Стало быть, цель поэта-символиста – увидеть за телесной формой идею, распознать причастность ощутимого, зримого, осязаемого мира сверхчувственной сути, вернуться от следствия к причине, от образов к прототипам, от феноменов и кажимостей к сокровенному смыслу; и наоборот: передать суть через внешние приметы, придать идее чувственное обличье, выразить истину при помощи образов и подобий. И миссией гения-ясновидца, проникшего в смысл заключенных в зримом мире символов, отныне будет не рассказывать истории и исследовать человеческие страсти, а угадывать соответствия между вещным миром и миром наших идей и грез.

Символизм производен от религиозной и философской доктрины видимых форм как образов невидимой красоты или вечных идей. Творчество, в частности – поэтическое, суть проникновение в смысл символов, постижение идей через их материальные воплощения. Здесь – точка соприкосновения человека и Бога, или – Бог в человеке. Если материальные вещи как-то связаны с умопостигаемыми сущностями, а последние отражают божественные, то объект творения так или иначе соотнесен с божественным идеалом, божественной мыслью. Иными словами, символы – ключи, подбираемые человеком к бытию, к таинствам бытия.

…В таком толковании творение предстает книгой Господа, обычный человек не понимает в ней ни слова, но поэт, одаренный знанием божественного языка, может расшифровать и объяснить ее тайнопись; постигая то, что лежит вне его, он постигает то, что сокрыто в нем самом, а это ведет к постижению того, что выше его; распознав символы умопостигаемого мира в мире телесном, он угадает в умопостигаемом символ божественного; придет день и поэт откроет людям слово Божие и тайну жизни.

Символ – одухотворяющая стихия, придающая смысл и ценность вещам, выражающая их глубинное, эйдетическое бытие.

★ ★ ★ ★ ★ ★ ★

ЗАДАНИЕ A >> Посчитайте, сколько строк в записях ниже содержат слово «give», учитывая регистр. Укажите только число.

ДАННЫЕ ДЛЯ ЗАДАНИЯ >>

★ ★ ★ ★ ★ ★ ★

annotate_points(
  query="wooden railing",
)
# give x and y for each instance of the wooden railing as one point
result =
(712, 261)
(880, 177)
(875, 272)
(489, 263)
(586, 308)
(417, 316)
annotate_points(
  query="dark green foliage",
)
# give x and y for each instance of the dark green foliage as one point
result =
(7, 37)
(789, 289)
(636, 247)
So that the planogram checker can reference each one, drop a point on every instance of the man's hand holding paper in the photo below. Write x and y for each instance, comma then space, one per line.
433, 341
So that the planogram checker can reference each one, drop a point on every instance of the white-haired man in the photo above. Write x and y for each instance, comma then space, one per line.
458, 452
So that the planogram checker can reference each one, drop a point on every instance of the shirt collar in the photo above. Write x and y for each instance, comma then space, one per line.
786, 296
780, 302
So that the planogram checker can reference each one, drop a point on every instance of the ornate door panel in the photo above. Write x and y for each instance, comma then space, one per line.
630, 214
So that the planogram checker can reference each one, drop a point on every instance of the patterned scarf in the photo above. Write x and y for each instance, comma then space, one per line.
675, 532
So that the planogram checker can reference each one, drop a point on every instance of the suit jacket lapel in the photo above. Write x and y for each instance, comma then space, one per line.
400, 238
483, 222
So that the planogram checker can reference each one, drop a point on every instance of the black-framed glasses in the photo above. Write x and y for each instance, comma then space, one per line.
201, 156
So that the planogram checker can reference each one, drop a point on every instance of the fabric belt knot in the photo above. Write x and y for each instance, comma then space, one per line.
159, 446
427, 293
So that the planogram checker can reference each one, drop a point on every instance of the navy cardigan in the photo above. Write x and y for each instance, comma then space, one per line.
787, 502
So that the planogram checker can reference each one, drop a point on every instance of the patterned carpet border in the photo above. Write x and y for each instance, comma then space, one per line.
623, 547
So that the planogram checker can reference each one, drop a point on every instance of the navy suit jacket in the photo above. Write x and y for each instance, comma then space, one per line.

★ ★ ★ ★ ★ ★ ★

ЗАДАНИЕ B >> Продолжите текст о символизме сразу после его последней фразы.

ОТВЕТ A >> 2

ОТВЕТ B >>
Символ – это воплощенный эйдос, непосредственно явленная сущность, конкретно-чувственное, предметно оформленное и детализированное «изваяние» смысла. Таким образом, если с чисто «физической» точки зрения предмет, выступающий в роли символа, не совпадает с собственным эйдетическим смыслом, то с точки зрения «метафизической» он, напротив, сливается с ним до полного тождества: «…Каждый образ должен быть понят как то, что он есть, и лишь благодаря этому он берется как то, что он обозначает. Значение здесь совпадает с самим бытием, оно переходит в предмет, составляет с ним единство» – единство, которое все же оставляет место для «напряжения» между «голым бытием» и «голым значением»: символ – «это вещь, не являющаяся вещью, и тем не менее – вещь: это образ, сфокусированный в зеркале духа и, однако, сохраняющий тождество с объектом» (Гёте).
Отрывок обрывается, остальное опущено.